- _EXTRAIT DU TEXTE_
──────
Dans les premiers mois de 1917, Nivelle réussit à
convaincre les Anglais d’une large offensive en France « à condition
de la faire par surprise ». Cette offensive prévue entre Soissons et
Reims serait liée à l’offensive britannique entre Bapaume et Vimy.
Sans perdre de temps, Nivelle prépare la grande percée qui devra
décider de la guerre. Le commandement du GAR est confié à Micheler, la 5ème
armée à Mazel, la 6ème à Mangin, la 10ème à Duchêne.
Pourtant, Lyautey, ministre de la guerre, désapprouve le plan et
démissionne le 14 mars. Fin février, les Allemands reculent entre Arras et
Soissons, quittent le saillant de Noyon pour se replier sur la ligne
Hindenburg en laissant des monceaux de ruines derrière eux et une région soigneusement
minée. La poche de Noyon n’existe plus, il n’est plus question de
progression rapide dans le secteur de Soissons. Le 15 février, l’ennemi
s’empare du plan d’attaque générale sur un officier tué.
Les Anglais veulent abandonner le projet, mais Nivelle ne renonce
pas, l’attaque est limitée à 70 kilomètres entre Soissons et Reims, la
poussée principale sur le Chemin des Dames, pourtant le point le plus
fortifié par les Allemands.
Pétain, Franchet d’Espérey, Micheler et Castelnau sont sceptiques
quant au succès de l’opération. Nivelle offre sa démission que Poincaré
refuse, l’offensive aura lieu.
D’après lui, « l’artillerie pulvérisera les défenses
allemandes, les troupes françaises franchiront la colline et prendront leur
petit déjeuner le lendemain à Laon ».
Le 9 avril, l’offensive britannique en Artois permet de reprendre la
crête de Vimy et de progresser de 8 kilomètres.
Le 16 avril, après un déluge d’obus de 6 jours, les Français
attendent dans la pluie glacée face aux falaises transformées en camps
retranchés par les Allemands, « creutes » truffées de
mitrailleuses et d’artillerie, servant d’abris et de dépôts aux
Allemands : la Caverne du Dragon possède 7 issues toutes armées de
mitrailleuses et d’artillerie, permettant à l’ennemi d’emprunter ses
galeries pour traverser le plateau ; un puits d’eau potable alimentant
6000 hommes logeant dans des dortoirs, ainsi qu’un hôpital.
Sur le plateau, chaque ferme est une forteresse, chaque bosquet et
chaque casemate de premières lignes cachent des mitrailleuses. C’est le
rempart que les Français doivent franchir.
A 6 heures du matin, Mazel lance son attaque sur Muteau, Boissoudy,
Mondésir. Arrêtée par le feu des mitrailleuses allemandes, l’attaque
n’apportera rien de décisif. A Berry au Bac, 3 divisions sont détruites
ainsi que les chars engagés pour la 1ère fois.
──────
- _ENREGISTREMENTS STOCKÉS_
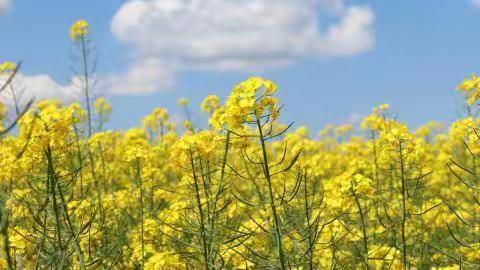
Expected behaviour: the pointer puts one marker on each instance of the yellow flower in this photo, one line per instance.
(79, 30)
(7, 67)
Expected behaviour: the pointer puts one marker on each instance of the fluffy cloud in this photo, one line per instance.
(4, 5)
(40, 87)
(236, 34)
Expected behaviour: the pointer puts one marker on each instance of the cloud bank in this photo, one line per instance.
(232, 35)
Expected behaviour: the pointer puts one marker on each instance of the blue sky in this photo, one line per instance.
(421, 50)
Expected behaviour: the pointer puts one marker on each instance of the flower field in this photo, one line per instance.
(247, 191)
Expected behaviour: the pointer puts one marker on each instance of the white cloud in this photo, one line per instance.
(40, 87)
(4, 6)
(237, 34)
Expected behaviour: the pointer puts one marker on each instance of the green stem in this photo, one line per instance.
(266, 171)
──────
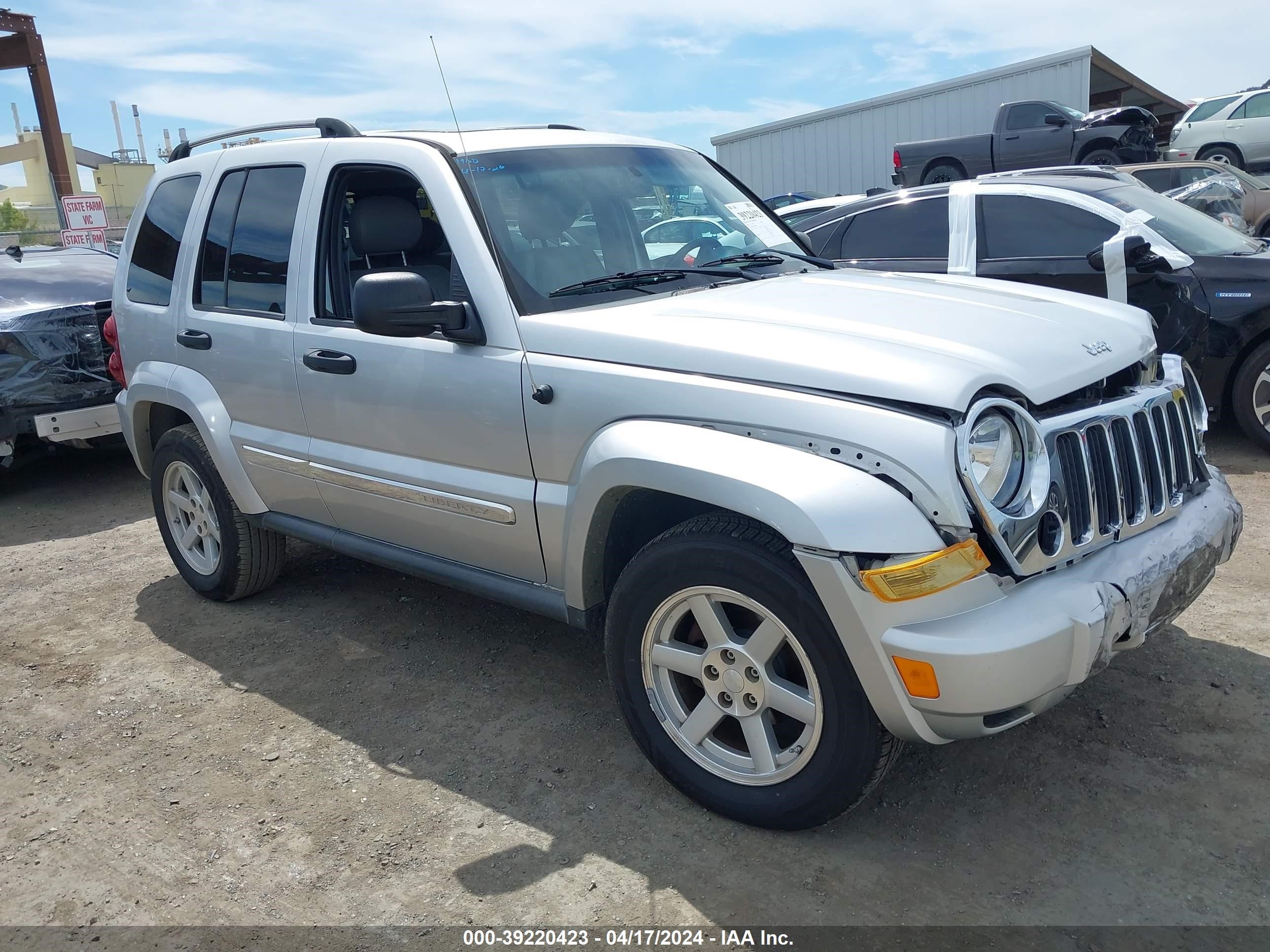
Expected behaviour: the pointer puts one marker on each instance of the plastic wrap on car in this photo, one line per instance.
──────
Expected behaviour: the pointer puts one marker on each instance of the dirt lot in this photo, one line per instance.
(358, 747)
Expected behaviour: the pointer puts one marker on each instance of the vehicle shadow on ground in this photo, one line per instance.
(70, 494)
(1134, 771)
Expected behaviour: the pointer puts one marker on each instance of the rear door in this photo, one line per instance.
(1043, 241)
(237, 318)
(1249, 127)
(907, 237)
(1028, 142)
──────
- _CONSIGNES_
- 1) Traduisez en anglais cette phrase du texte sur l'offensive Nivelle : « Le 9 avril, l’offensive britannique en Artois permet de reprendre la crête de Vimy et de progresser de 8 kilomètres. »
- 2) Extrayez du texte sur l'offensive Nivelle, sans rien y changer, la partie qui va de « Le 9 avril, l’offensive » à « ainsi qu’un hôpital. ».
Les enregistrements n'ont aucun lien avec le texte sur l'offensive Nivelle.

- _RÉSULTATS_
- 1) On April 9, the British offensive in Artois makes it possible to retake Vimy Ridge and to advance 8 kilometers.

- 2)
Le 9 avril, l’offensive britannique en Artois permet de reprendre la
crête de Vimy et de progresser de 8 kilomètres.
Le 16 avril, après un déluge d’obus de 6 jours, les Français
attendent dans la pluie glacée face aux falaises transformées en camps
retranchés par les Allemands, « creutes » truffées de
mitrailleuses et d’artillerie, servant d’abris et de dépôts aux
Allemands : la Caverne du Dragon possède 7 issues toutes armées de
mitrailleuses et d’artillerie, permettant à l’ennemi d’emprunter ses
galeries pour traverser le plateau ; un puits d’eau potable alimentant
6000 hommes logeant dans des dortoirs, ainsi qu’un hôpital.